## Problem to work on
Starting at the line that contains "background as a single point per instance.", transcribe every remaining line of the entries exactly, including the last one.
================================
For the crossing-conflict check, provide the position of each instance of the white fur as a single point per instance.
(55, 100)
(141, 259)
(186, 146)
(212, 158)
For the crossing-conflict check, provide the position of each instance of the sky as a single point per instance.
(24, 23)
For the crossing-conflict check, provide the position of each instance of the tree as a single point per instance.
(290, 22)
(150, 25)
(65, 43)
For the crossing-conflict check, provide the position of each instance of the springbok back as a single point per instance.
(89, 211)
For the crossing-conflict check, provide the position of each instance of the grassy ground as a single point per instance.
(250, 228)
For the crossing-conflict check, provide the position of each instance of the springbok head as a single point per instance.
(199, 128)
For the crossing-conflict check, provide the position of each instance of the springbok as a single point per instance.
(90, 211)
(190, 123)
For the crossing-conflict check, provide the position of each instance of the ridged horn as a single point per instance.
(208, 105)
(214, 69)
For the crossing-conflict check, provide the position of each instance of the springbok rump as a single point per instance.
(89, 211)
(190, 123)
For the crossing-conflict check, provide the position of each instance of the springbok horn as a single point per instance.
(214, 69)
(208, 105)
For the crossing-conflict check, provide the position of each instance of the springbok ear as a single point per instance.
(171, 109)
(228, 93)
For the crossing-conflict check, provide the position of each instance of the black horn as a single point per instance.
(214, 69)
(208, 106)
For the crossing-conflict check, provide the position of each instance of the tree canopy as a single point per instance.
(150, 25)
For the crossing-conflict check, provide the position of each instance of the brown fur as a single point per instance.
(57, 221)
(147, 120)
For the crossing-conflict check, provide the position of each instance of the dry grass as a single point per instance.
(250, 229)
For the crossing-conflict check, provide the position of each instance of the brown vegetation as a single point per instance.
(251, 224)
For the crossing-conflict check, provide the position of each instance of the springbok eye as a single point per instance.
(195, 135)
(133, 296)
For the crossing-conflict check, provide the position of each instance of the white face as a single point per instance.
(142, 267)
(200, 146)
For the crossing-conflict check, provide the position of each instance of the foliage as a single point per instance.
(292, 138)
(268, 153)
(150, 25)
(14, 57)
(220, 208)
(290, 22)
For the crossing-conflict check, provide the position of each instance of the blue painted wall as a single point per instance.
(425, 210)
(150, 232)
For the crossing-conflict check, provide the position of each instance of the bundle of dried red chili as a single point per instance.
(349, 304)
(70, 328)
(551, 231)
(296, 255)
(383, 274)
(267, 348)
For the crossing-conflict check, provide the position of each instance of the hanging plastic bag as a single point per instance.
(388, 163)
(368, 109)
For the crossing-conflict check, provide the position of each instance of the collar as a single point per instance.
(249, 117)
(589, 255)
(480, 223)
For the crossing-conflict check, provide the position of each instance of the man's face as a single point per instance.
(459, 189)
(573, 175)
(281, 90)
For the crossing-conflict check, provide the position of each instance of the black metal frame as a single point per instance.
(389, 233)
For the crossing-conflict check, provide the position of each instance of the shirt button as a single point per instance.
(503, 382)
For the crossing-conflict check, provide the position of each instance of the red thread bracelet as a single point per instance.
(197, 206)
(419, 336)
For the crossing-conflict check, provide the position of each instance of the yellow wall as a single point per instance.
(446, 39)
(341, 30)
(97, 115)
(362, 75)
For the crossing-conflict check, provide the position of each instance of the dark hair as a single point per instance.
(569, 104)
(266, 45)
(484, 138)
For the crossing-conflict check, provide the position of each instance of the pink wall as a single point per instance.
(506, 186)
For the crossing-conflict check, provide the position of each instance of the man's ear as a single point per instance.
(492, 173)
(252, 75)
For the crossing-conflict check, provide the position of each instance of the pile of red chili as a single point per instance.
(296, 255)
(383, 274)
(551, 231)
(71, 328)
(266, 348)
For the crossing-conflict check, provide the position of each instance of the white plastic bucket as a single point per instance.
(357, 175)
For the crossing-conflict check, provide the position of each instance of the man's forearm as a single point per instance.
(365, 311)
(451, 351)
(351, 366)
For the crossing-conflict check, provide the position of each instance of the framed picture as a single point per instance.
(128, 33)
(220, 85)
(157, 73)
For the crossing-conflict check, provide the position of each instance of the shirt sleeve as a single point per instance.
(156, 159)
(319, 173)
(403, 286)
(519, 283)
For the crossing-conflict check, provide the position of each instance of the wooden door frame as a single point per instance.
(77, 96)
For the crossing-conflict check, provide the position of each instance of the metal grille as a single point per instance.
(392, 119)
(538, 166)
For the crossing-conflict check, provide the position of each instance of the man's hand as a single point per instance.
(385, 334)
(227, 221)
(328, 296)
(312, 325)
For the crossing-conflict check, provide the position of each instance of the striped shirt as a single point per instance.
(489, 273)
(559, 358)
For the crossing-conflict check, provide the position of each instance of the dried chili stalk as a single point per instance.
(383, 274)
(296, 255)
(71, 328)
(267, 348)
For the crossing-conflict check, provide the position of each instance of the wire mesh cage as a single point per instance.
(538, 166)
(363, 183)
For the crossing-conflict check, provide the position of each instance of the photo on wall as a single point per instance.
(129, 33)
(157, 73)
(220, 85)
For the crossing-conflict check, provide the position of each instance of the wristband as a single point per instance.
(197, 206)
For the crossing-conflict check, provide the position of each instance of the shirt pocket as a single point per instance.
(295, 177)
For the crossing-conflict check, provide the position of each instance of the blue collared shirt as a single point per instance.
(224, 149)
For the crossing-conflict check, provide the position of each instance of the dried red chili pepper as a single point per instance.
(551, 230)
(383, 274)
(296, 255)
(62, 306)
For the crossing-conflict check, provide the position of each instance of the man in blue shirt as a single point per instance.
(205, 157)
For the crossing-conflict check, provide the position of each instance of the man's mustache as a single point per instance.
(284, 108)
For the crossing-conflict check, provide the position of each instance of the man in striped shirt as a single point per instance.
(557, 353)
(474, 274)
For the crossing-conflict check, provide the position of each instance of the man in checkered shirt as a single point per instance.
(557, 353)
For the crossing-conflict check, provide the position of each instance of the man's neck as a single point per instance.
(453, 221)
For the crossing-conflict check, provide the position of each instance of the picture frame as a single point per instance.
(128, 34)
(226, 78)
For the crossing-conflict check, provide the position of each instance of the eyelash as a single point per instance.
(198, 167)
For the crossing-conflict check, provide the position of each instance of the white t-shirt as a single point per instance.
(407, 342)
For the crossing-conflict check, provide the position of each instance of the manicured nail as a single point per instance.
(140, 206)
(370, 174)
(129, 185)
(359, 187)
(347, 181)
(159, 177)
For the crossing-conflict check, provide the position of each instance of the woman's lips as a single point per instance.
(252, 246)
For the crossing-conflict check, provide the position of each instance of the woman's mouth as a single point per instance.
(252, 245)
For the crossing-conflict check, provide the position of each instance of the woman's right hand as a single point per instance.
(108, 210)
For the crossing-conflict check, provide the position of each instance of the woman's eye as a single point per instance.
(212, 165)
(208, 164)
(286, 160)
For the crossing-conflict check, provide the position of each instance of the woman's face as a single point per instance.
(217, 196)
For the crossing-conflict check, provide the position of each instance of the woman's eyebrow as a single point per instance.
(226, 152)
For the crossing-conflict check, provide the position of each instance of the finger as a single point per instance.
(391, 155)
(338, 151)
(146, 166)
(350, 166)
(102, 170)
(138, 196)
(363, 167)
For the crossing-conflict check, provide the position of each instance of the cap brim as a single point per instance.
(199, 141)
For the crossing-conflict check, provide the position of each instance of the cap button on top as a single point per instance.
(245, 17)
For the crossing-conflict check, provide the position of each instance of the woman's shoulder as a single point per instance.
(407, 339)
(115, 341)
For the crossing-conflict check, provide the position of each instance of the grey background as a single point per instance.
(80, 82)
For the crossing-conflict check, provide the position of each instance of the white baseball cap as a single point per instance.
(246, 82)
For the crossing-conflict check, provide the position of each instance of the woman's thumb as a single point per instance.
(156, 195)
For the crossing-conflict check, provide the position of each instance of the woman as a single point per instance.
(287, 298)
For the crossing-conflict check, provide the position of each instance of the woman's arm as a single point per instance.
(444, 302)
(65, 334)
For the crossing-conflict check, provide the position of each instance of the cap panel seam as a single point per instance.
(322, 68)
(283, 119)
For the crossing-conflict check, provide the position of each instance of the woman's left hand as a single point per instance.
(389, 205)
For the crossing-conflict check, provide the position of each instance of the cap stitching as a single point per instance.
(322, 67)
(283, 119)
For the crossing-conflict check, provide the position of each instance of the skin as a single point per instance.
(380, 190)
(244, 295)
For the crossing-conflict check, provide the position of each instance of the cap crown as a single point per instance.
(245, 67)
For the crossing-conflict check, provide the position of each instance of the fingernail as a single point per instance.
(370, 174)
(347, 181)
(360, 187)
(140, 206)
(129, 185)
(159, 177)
================================
## Result below
For the crossing-conflict check, provide the position of each instance of the grey background as a single point per instance.
(80, 82)
For the crossing-conflict check, provide the position of each instance of the white baseball cap as a single point per instance.
(246, 82)
For the crossing-conflict check, provide the position of each instance of the woman's thumb as a single point per instance.
(156, 195)
For the crossing-conflict check, provide the position of each instance of the woman as a single point per instance.
(287, 298)
For the crossing-conflict check, provide the position of each instance of the woman's arm as a single point per instance.
(444, 302)
(65, 334)
For the crossing-conflict check, provide the position of each instance of the cap panel seam as a single point per instance.
(322, 68)
(283, 119)
For the crossing-conflict check, provide the position of each instance of the woman's left hand as a single point per instance.
(389, 205)
For the crossing-conflict check, provide the position of each instance of the cap stitching as a single point per instance.
(322, 67)
(283, 119)
For the crossing-conflict check, provide the position of each instance of the skin as a single point per instance.
(380, 190)
(244, 295)
For the crossing-conflict check, provide the position of each instance of the cap crown as a single point per instance.
(245, 67)
For the crossing-conflict check, provide the position of each instance of the fingernail as a single point per instance.
(370, 174)
(347, 181)
(360, 187)
(140, 206)
(129, 185)
(159, 177)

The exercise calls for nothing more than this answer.